Try it – Would you repeat every line of the material exactly?

== Data under study ==

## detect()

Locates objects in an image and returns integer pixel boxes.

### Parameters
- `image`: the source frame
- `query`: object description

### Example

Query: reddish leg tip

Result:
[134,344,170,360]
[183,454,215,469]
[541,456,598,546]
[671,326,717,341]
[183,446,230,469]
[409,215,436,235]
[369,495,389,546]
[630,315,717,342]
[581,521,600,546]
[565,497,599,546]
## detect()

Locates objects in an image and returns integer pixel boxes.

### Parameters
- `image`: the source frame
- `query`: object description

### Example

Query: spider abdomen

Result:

===

Response to the exercise –
## detect()

Locates objects in an image and returns integer pixel boxes.

### Parameters
- `image`: the source frame
- `query`: object description

### Example

Query: reddish leg tip

Result:
[134,344,170,360]
[183,454,215,469]
[541,456,598,546]
[671,326,717,341]
[183,446,230,469]
[409,215,436,235]
[369,495,389,546]
[630,315,717,342]
[581,521,600,546]
[565,497,599,546]
## detect()

Locates objects in an image and returns integer pixel boxes.

### Parameters
- `image`: the source frame
- `query`: object description

### Example

Query: spider abdomen

Result:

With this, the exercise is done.